- WHAT TO WORK ON
Recast the records from the line that contains "Reviewer note: check that every instance of the barrel" through the end of the records as a Markdown table with the columns Row and Line. Number each row and omit blank lines.

START SOURCE RECORDS

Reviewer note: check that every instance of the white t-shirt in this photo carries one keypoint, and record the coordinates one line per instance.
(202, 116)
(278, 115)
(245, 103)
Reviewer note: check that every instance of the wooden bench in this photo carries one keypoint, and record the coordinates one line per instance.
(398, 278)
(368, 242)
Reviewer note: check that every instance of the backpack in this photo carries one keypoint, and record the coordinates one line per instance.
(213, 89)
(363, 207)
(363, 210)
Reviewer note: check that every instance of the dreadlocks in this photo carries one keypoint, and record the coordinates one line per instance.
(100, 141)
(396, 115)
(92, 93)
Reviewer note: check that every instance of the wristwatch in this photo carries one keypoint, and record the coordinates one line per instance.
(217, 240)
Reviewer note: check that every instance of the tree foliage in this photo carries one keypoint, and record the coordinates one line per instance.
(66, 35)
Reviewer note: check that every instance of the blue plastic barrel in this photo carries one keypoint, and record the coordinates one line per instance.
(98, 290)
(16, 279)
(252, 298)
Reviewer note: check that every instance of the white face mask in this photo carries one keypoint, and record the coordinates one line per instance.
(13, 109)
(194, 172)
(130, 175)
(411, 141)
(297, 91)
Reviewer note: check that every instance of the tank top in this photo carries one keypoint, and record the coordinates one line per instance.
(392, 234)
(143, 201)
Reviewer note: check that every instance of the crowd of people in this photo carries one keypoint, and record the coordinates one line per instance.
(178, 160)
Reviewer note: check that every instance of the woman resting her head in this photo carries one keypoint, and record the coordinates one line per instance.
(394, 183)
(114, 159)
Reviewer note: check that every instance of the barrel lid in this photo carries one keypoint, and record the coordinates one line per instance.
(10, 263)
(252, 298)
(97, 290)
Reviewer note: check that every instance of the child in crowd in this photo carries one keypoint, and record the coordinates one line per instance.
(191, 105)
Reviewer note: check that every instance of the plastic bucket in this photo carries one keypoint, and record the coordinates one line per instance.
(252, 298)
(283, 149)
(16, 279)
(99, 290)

END SOURCE RECORDS

- ANSWER TO THIS EXERCISE
| Row | Line |
|---|---|
| 1 | Reviewer note: check that every instance of the barrel lid in this photo carries one keypoint, and record the coordinates one line per instance. |
| 2 | (10, 263) |
| 3 | (252, 298) |
| 4 | (97, 290) |
| 5 | Reviewer note: check that every instance of the child in crowd in this photo carries one keypoint, and record the coordinates one line per instance. |
| 6 | (191, 105) |
| 7 | Reviewer note: check that every instance of the plastic bucket in this photo carries one keypoint, and record the coordinates one line per instance. |
| 8 | (252, 298) |
| 9 | (283, 149) |
| 10 | (16, 279) |
| 11 | (99, 290) |